How can statistics help us understand the world?

This question forms the perfect title for this blog post, since it is the first question on the back of the book “The Art of Statistics: Learning from Data” written by Sir David Spiegelhalter. I first learned about David Spiegelhalter when I watched his keynote at the UK Tableau Conference in London in 2017. His talk was on “Dodgy Data, Shabby Statistics and Naughty Numbers”, and it’s fair to say that he is charismatic and captivating in his presentation manner, giving a very entertaining and enjoyable talk. It’s not hard to see why he has made many TV appearances since, not least with the context of so many COVID-19 statistics being in the public domain.

At Tableau Conference in London, 2017. Spiegelhalter is obscured here, but his chart, showing some particularly Dodgy Data, is not!

The Art of Statistics, like Spiegelhalter himself, aims to emphasise the importance of the two areas of statistics and communication. It’s clear from the book cover itself that data visualisation pays a crucial element in this.

The Art of Statistics – front cover

And it’s clear from the introduction that this importance is not taken for granted – the image below is presented with the text “The pattern does not require sophisticated statistical analysis” – an early example on how communicating data via data visualisation can make a point very clearly.

Shipman, for those who don’t know, was a notorious UK serial killer masquerading as a kindly GP (general practitioner doctor) who preyed on elderly and vulnerable patients. His patients would usually die in what were proven to be suspicious circumstances when he made personal house visits in the afternoon. So the book doesn’t just present data such as the above (which, given what we now know about Shipman, tells an alarming tale that matches what we now know), but postulates that statistical analysis of early deaths could have gone a long way to saving many of his future victims. And that’s where the connection with statistical presentation of data, and the detailed considerations laid out in the rest of the book, start to become integral.

The problem-solving cycle (PPDAC – Problem/Plan/Data/Analysis/Conclusion) is introduced as a process of running projects based around statistical analysis. Specifying any such project around a “Problem” is usually done in the form of a question, and this holds equally true for an analytical request or data visualisation. Learning to define the problem (the question that needs answering, the requirements of the client) is the crucial element of a statistical project and that, to me, was a key takeaway (as someone who is more aligned to analytics and data visualisation than statistical research per se).

Similar in style to the Truthful Art by Alberto Cairo, the book is an entertaining read on what could potentially be seen as a dry subject, and much of that comes from a witty writing style where it’s easy to see the author’s personality and charisma coming through. It’s certainly a good companion for any data visualisation or analytics practitioner who wants to make sure they are doing the right thing where statistics are concerned. Once the introduction and PPDAC concept are covered, most basic statistical concepts that are crucial for anyone in data visualisation or data journalism to understand are then introduced with visual examples of both good and bad.

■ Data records

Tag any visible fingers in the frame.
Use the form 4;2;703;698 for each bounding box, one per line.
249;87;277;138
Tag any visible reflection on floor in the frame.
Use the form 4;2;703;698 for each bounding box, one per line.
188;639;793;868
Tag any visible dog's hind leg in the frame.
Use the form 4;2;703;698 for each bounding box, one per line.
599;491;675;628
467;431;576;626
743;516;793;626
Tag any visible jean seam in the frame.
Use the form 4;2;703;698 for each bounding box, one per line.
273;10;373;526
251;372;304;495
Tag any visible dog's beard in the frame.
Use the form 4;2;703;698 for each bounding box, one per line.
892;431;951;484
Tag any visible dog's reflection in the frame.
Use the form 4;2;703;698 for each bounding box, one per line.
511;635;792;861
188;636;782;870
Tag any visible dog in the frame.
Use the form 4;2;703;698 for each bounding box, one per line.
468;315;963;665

■ Exercise objective
Please repeat word for word the part of the blog post that begins at the words "The Art of Statistics, like" and stops after "point very clearly.". Rely only on the blog post, not on the material.

■ Finished exercise
The Art of Statistics, like Spiegelhalter himself, aims to emphasise the importance of the two areas of statistics and communication. It’s clear from the book cover itself that data visualisation pays a crucial element in this.

The Art of Statistics – front cover

And it’s clear from the introduction that this importance is not taken for granted – the image below is presented with the text “The pattern does not require sophisticated statistical analysis” – an early example on how communicating data via data visualisation can make a point very clearly.